Ein Stückchen Weg...
Alles kann, nichts muss, Möglichkeiten....
Jeder Weg hat einen Anfang, muss er immer ein Ziel und ein Ende haben...?
Auf unseren Wegen begegnen wir Menschen, laufen vielleicht ein Stückweit zu Zweit und trennen uns dann wieder, wenn wir nicht beschließen aus irgendwelchen Gründen zusammenzubleiben...
Nachbarschaften können verbinden, sogar zu Freunden werden, müssen es nicht zwangsläufig, können es aber....
„ Hast du mal eine Tasse voll, mir ist der Zucker eben ausgegangen“....
Irgendwie hält man zusammen, gegen den Rest der Welt.
Ich schaue aus dem Fenster und ein wenig Trauer erfasst mich...
Acht Jahre lang kannte ich sie....
Meine Nachbarin.....
Und nun zieht sie weg....
Allein das Gefühl „ unter dir wohnt noch jemand“ , ist die Gewissheit „ wenn etwas wäre, dann könntest du, könnte man....“
Vier Hunde auf dem Hof, direkt unter deinem Fenster und jeden Morgen der freundliche Blick zu ihnen,
ein freundliches schwanzwedeln und ein fröhliches“ Blaff, kommst du schmusen“, das hat etwas besonderes im Bewusstsein....
Abends wenn der Wind die Vorhänge ins Zimmer wirft, weht gleichzeitig ein grauer Schatten mit durch die Tür, er flitzt zum Katzennapf und bedient sich mal schnell....
dann spielt er ein viertel Stündchen mit meinen Vierbeinern im Wohn und Schlafzimmer und saust dann eilig wieder durch den Flur, „ heim muss, will ich“.....
Diese wunderschöne graue Langhaarkatze, die uns so oft beglückte...
heute, hörte ich, er ist weg, in den Wirren und dem Chaos des Umzugs entlaufen, er wollte wohl zurück in die alte Wohnung, ob er die und mich wieder findet, über 6 Km quer über die Landstraßen und durch den ihm unbekannten Wald?
Tasso sucht....
Mikesch wo bist du???
..... ich hab dir ein Bett auf dem Balkon gebaut, für den Fall, dass ich dich nicht gleich sehe, dort ist es zumindest trocken, wenn auch nicht warm, melde dich, miaue...wie du es immer getan hast..
Merlin hat nach anfänglichem Zögern, dem Drum herum streifen auf dem Hof und gemeinschaftlichem Gräser auf der Wiese zählen, gemeinsam die Zeitung am Straßenrand lesen - irgendwann Freundschaft mit ihm geschlossen, obwohl ich erst dachte, „ na, - auch ein Kater, wird das gut gehen“?

* * * * * * *

• **Kurze Aufgabe 1**:
Beantworte diese Fragen zum Text über den Umzug der Nachbarin:
(a) Wie lange kannte die erzählende Person ihre Nachbarin?
(b) Wie viele Hunde waren auf dem Hof?
(c) Wie weit müsste sich der Kater bis zur alten Wohnung durchschlagen?
• **Kurze Aufgabe 2**: Benenne im Text über den Umzug der Nachbarin „Nachbarschaften“ in „Bekanntschaften“ um und gib dazu den Abschnitt wieder, der bei den Worten „Jeder Weg hat“ einsetzt und nach „Trauer erfasst mich...“ endet.

* * * * * * *

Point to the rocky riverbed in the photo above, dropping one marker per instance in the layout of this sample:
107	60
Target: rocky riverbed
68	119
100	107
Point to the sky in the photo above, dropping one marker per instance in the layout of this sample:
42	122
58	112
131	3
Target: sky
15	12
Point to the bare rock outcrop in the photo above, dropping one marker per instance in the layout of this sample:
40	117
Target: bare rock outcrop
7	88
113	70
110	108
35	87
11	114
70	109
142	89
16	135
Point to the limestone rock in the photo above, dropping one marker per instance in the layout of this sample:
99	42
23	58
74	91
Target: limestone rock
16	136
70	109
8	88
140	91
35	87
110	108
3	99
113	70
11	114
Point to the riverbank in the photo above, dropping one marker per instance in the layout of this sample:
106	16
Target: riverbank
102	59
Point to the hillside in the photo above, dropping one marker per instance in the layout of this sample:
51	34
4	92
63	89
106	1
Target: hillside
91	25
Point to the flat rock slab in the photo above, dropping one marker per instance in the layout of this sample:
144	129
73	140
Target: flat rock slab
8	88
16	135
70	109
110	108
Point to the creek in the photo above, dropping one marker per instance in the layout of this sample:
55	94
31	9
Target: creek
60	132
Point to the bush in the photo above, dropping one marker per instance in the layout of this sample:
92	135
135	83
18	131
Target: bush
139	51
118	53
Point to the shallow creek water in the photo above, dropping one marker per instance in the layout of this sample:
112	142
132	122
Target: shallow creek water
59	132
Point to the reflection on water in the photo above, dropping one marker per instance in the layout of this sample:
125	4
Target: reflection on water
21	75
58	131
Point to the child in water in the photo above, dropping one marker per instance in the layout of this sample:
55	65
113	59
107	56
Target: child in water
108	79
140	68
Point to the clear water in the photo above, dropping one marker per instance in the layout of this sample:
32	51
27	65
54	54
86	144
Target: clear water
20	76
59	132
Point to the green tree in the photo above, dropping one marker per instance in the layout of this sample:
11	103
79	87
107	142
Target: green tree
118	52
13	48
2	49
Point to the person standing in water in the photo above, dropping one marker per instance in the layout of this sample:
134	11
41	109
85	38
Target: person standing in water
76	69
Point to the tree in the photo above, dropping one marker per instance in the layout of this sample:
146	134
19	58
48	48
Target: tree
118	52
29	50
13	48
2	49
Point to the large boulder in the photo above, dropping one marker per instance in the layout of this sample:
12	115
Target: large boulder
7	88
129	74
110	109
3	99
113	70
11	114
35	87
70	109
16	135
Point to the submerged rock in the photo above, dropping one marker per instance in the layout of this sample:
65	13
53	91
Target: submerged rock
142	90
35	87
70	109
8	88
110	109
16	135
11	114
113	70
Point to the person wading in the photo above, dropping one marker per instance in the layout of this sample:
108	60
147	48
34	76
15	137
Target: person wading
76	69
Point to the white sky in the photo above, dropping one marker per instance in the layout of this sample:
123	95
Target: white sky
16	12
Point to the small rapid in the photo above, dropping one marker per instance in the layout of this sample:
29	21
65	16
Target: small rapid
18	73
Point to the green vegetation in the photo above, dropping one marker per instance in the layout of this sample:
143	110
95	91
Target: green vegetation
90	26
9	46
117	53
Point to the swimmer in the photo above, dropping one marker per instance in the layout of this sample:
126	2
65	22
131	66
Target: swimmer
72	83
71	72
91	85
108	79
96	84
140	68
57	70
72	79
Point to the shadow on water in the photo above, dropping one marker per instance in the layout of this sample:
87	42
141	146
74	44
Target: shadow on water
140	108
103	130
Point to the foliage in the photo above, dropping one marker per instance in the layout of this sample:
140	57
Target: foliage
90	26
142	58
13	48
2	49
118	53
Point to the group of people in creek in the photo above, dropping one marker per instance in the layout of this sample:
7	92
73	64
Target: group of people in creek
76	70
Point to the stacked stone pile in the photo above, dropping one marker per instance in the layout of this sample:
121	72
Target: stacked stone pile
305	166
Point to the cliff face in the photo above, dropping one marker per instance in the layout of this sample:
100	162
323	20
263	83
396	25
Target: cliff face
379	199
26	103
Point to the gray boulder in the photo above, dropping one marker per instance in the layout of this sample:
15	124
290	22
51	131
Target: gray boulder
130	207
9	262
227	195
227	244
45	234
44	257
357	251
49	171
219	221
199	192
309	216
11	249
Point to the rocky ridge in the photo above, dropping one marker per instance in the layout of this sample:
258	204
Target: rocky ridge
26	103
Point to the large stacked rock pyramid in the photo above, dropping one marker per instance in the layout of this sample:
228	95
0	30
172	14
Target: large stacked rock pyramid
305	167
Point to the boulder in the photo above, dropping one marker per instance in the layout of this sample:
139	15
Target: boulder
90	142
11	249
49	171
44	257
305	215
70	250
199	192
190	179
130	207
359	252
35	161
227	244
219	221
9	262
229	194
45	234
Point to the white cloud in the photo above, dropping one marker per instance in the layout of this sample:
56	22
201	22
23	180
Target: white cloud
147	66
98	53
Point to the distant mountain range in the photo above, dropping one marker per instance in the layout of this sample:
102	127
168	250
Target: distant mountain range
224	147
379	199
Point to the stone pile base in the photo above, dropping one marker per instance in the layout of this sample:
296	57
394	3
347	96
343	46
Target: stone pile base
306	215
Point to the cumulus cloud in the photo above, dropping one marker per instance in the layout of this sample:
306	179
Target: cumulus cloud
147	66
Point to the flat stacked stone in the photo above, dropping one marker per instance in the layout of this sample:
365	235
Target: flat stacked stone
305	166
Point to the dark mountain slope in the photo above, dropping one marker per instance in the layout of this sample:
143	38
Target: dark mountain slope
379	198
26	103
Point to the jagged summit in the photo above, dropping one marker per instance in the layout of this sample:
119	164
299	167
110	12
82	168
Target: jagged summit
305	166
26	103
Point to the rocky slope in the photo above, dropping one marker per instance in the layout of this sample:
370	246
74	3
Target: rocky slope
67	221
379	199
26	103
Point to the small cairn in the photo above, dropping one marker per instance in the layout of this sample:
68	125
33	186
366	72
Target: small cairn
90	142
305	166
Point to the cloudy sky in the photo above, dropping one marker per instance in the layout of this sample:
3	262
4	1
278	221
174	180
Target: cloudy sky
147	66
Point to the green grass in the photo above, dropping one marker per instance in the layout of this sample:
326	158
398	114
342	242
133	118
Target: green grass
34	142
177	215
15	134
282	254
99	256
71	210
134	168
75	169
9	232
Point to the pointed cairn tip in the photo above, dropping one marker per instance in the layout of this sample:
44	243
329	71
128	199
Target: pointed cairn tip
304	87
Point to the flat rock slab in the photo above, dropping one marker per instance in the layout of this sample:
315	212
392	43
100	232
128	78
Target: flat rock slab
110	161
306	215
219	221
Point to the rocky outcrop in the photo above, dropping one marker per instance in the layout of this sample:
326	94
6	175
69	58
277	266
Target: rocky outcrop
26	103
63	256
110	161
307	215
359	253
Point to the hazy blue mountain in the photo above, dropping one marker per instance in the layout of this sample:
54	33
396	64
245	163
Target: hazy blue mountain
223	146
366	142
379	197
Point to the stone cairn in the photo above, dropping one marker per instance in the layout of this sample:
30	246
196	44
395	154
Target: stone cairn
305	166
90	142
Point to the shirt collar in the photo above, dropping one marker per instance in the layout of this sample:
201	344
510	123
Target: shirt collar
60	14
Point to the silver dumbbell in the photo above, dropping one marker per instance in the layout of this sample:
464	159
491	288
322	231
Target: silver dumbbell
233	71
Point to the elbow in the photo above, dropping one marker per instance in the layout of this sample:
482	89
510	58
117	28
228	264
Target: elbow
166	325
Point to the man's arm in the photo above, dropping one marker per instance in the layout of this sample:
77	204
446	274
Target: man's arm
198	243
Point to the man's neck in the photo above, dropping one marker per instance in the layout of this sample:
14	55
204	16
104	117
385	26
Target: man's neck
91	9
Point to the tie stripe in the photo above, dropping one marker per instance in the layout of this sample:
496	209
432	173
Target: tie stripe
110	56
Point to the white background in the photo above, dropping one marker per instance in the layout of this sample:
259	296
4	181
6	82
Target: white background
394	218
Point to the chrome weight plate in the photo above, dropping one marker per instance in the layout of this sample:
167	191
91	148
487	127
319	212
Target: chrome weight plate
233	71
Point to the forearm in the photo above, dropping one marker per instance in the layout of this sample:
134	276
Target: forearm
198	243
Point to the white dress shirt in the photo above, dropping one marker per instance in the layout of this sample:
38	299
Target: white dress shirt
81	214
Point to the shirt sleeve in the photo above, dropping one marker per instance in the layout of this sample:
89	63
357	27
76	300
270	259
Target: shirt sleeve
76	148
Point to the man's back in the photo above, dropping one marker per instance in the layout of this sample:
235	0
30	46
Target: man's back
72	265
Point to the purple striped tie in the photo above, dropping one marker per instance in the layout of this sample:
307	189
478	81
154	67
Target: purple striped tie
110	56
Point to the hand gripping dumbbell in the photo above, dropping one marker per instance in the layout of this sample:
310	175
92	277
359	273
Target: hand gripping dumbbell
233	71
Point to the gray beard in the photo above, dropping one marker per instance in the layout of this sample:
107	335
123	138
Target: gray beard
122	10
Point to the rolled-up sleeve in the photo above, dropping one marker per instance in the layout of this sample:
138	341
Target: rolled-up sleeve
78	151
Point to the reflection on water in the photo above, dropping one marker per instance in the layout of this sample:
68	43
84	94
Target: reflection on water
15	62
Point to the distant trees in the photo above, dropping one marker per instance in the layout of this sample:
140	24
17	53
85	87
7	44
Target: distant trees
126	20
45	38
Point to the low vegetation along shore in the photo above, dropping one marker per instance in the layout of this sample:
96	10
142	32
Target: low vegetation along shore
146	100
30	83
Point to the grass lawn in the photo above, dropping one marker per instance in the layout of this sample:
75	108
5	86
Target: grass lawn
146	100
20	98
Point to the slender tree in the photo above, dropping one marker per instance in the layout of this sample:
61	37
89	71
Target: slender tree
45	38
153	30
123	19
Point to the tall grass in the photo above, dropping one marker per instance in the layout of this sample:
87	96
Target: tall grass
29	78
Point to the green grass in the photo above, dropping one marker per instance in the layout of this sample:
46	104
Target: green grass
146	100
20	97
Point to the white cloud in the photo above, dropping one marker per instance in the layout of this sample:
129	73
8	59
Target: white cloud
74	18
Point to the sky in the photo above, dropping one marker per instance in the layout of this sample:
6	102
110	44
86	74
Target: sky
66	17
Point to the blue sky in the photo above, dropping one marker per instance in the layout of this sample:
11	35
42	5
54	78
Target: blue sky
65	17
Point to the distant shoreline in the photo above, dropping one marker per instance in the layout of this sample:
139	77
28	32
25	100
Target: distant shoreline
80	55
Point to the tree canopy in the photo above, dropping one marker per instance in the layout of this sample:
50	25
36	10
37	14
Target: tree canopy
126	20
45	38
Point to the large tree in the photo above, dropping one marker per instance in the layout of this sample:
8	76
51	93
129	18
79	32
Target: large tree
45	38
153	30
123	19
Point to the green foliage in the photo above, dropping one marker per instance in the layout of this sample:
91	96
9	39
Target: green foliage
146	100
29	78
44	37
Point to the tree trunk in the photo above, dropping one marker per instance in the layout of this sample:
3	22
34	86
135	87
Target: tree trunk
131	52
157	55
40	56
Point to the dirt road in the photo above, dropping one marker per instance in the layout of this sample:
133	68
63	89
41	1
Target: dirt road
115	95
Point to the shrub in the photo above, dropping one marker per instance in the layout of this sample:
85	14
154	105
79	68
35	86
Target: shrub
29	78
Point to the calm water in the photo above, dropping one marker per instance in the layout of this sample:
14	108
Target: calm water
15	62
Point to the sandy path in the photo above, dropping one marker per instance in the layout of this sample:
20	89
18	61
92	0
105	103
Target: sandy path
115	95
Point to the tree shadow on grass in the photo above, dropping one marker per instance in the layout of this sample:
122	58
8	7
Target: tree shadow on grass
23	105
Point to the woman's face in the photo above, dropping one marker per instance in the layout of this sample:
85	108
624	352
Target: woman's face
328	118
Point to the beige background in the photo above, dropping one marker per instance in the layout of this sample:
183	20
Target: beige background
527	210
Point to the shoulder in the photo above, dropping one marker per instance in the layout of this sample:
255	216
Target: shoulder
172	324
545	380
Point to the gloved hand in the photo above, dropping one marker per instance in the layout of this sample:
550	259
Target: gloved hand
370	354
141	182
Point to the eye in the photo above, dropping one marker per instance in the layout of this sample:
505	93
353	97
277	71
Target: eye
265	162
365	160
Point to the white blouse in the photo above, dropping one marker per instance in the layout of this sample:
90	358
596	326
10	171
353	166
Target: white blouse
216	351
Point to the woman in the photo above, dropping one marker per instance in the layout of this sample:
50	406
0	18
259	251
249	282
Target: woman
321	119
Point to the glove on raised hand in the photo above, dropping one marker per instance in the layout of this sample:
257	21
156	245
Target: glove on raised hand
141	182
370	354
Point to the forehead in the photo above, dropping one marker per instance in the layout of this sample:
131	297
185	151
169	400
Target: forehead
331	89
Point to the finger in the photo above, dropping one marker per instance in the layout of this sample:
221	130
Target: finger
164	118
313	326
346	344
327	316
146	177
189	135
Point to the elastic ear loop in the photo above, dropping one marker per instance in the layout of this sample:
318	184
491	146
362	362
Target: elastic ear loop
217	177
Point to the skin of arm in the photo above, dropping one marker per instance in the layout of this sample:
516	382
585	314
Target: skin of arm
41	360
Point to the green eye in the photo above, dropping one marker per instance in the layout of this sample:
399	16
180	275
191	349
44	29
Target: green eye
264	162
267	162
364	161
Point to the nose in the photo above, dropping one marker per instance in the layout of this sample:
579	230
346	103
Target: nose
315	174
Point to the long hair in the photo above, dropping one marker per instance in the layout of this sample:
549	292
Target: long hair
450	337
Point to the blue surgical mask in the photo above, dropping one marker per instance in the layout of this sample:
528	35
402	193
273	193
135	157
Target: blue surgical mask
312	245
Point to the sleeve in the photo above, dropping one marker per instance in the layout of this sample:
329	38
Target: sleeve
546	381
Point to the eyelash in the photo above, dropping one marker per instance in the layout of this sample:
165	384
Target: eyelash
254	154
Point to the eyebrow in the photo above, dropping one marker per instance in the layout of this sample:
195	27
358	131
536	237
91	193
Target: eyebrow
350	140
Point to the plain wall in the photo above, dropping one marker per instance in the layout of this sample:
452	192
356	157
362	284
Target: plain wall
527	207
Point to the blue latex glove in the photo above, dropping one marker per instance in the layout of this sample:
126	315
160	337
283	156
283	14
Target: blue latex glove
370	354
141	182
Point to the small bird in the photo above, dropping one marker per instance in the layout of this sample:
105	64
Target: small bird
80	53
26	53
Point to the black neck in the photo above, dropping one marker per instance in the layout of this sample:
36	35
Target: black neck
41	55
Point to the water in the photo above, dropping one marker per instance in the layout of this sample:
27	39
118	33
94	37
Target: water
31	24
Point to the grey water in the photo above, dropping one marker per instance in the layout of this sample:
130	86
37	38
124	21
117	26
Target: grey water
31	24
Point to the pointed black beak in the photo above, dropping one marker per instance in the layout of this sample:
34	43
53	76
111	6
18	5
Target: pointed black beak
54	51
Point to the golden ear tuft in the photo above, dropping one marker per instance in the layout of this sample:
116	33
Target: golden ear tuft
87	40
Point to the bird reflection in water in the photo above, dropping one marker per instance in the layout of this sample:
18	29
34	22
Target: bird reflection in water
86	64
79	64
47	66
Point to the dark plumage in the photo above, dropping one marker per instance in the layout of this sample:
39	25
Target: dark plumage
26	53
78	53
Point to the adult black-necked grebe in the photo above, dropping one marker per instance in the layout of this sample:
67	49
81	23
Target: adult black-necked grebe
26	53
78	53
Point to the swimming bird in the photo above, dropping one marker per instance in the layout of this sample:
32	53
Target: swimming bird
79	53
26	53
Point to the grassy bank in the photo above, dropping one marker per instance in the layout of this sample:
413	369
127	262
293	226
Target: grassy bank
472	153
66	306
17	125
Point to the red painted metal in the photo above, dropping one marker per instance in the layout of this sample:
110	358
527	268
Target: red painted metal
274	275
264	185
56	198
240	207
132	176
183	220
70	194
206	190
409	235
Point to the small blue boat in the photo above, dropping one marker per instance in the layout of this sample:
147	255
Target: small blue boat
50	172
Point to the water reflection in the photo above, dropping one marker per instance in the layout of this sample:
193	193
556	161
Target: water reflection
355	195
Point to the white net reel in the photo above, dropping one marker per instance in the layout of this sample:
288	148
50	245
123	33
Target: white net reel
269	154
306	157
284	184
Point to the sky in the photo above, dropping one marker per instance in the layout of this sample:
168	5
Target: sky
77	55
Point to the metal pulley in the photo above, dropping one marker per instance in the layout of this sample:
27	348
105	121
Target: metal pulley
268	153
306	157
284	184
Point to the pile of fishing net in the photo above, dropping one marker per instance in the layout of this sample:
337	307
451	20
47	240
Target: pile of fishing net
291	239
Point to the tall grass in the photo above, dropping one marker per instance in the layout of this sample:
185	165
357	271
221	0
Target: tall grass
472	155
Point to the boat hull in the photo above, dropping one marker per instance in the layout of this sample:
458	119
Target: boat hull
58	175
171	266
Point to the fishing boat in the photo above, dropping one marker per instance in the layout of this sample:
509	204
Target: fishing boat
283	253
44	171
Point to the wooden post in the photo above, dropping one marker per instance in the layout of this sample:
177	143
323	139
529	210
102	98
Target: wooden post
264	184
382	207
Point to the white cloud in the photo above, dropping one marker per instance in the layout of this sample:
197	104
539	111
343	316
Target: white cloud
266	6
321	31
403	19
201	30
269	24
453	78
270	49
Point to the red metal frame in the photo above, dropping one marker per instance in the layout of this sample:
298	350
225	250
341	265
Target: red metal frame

* * * * * * *

• **Antwort 1**:
(a) Acht Jahre lang.
(b) Vier Hunde.
(c) Über 6 Km quer über die Landstraßen und durch einen ihm unbekannten Wald.

• **Antwort 2**:
Jeder Weg hat einen Anfang, muss er immer ein Ziel und ein Ende haben...?
Auf unseren Wegen begegnen wir Menschen, laufen vielleicht ein Stückweit zu Zweit und trennen uns dann wieder, wenn wir nicht beschließen aus irgendwelchen Gründen zusammenzubleiben...
Bekanntschaften können verbinden, sogar zu Freunden werden, müssen es nicht zwangsläufig, können es aber....
„ Hast du mal eine Tasse voll, mir ist der Zucker eben ausgegangen“....
Irgendwie hält man zusammen, gegen den Rest der Welt.
Ich schaue aus dem Fenster und ein wenig Trauer erfasst mich...